◆ Task goal: The response has to reproduce all entries exactly while excluding their pictures.

Items from a data source:
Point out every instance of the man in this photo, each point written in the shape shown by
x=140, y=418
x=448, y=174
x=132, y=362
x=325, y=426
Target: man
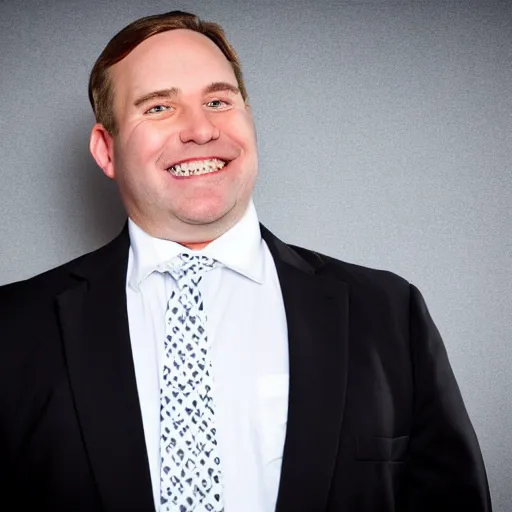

◆ Solution to this problem:
Point out every instance of the man in this photo, each point written in the shape shown by
x=140, y=418
x=448, y=174
x=132, y=362
x=325, y=426
Target: man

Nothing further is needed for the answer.